- [Assigned task]
Once you find the line containing "Where can you find the closet doorway" in the data below, copy it and each following line exactly, up to and including the line containing "Where can you find the window sill", and nothing else.

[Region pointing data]
========================================
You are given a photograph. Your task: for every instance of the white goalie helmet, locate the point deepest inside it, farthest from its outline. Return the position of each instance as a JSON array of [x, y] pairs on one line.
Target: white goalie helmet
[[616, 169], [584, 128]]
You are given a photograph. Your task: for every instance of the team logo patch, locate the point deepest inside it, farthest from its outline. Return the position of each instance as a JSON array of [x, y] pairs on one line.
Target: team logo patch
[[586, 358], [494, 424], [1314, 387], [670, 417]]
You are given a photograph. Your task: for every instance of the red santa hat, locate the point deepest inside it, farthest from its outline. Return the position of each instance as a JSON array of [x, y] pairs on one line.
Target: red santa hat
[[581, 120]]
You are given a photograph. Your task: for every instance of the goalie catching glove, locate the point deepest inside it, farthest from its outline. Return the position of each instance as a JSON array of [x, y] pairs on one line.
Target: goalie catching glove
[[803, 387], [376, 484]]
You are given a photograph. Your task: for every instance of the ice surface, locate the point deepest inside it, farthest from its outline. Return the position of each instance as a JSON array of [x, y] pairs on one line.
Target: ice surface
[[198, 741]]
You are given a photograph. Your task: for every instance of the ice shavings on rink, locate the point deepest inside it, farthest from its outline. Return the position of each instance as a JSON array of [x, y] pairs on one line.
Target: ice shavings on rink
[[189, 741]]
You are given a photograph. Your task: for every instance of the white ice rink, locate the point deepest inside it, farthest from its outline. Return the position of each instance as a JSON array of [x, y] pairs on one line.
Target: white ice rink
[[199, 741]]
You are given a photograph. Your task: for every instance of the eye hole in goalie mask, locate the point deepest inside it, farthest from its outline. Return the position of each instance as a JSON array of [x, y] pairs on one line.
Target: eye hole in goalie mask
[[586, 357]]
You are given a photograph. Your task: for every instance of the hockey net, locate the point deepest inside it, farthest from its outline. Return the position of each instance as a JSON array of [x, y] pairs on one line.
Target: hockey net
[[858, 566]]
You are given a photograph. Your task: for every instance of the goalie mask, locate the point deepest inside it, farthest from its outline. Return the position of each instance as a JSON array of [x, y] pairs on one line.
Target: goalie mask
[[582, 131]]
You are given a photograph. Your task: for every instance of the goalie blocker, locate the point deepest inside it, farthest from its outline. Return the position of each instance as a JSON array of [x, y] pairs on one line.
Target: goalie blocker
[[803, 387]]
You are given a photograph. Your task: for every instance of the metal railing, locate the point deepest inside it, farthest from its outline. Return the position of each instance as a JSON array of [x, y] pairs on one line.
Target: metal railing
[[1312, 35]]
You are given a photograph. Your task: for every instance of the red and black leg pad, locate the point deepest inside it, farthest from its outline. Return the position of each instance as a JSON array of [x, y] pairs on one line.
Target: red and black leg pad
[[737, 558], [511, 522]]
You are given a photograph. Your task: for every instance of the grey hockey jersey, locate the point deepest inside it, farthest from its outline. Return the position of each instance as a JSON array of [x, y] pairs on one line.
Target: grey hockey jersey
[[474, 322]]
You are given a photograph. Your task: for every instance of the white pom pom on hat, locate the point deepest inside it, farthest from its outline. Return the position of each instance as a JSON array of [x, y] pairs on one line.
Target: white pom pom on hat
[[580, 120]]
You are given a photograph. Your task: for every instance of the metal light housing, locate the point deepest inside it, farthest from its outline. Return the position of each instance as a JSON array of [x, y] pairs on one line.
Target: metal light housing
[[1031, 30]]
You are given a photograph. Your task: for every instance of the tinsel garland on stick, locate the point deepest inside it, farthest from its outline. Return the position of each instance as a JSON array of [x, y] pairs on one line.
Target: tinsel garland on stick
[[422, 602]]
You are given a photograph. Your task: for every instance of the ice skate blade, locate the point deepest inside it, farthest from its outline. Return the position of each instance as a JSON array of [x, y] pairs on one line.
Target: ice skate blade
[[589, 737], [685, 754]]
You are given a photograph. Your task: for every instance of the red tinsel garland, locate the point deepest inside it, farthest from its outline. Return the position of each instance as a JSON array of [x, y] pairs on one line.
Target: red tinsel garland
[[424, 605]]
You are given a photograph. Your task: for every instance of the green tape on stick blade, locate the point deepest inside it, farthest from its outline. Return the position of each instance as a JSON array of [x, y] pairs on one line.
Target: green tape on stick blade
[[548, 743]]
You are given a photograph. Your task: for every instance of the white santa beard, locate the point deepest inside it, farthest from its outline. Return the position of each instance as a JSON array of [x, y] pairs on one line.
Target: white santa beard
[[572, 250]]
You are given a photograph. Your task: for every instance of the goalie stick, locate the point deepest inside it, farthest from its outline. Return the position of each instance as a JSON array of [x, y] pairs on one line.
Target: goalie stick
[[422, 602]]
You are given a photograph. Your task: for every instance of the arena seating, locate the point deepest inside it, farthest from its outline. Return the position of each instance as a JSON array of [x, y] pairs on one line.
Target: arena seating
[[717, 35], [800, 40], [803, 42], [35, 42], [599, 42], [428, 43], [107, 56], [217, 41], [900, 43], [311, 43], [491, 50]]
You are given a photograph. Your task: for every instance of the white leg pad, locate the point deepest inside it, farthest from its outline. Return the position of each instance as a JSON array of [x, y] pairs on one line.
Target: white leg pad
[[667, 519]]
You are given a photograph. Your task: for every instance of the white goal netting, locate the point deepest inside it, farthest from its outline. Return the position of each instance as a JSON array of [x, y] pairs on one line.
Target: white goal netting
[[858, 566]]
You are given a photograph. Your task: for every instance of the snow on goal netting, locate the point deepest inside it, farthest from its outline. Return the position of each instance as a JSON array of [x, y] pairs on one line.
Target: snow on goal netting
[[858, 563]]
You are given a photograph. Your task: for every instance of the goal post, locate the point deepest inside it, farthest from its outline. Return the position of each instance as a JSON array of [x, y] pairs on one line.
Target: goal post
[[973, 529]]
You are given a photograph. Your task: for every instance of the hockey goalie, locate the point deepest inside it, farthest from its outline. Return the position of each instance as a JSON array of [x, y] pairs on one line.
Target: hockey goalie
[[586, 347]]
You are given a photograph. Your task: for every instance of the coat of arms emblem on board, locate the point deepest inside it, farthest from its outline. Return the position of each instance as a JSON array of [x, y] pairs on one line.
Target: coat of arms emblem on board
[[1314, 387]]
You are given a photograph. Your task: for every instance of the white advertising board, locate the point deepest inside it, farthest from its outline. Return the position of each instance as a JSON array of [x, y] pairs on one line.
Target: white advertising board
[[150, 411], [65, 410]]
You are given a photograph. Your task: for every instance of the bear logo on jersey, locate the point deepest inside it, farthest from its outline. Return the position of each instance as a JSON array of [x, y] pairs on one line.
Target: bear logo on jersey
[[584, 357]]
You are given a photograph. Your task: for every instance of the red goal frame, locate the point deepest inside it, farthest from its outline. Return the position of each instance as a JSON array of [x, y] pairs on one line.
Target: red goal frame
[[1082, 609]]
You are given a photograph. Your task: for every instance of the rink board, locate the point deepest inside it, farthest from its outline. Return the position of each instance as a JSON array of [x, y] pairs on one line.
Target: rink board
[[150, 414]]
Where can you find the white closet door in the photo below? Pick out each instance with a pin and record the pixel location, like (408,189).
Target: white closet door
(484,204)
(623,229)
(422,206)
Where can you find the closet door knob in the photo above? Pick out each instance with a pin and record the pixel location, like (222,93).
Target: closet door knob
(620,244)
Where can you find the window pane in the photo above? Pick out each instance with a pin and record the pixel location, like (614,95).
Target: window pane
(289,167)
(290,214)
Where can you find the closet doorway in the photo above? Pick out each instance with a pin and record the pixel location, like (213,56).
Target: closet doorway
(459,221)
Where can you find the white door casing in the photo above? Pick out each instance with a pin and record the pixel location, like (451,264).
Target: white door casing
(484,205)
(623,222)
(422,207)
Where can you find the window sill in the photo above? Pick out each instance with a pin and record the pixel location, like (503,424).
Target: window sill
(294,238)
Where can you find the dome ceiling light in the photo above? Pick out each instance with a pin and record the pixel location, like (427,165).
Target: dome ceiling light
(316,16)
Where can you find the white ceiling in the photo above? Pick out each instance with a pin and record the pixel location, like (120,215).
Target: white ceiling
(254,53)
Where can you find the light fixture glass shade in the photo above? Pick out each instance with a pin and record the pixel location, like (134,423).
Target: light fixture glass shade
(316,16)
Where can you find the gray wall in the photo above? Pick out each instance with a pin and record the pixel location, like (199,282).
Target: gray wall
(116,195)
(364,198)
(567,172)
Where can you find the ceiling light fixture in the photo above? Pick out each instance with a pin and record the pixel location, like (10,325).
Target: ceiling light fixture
========================================
- [Output of the task]
Where can you find the closet doorway in the photo above? Pick out each instance with a pin and record the pixel location, like (213,56).
Target: closet doorway
(459,221)
Where can you find the white door casing in the photo above? Pick out each instance with a pin and record the pixel location, like (451,264).
Target: white door casing
(484,205)
(623,222)
(422,207)
Where can you find the window sill in the photo above? Pick out each instance with a pin and record the pixel location, like (503,424).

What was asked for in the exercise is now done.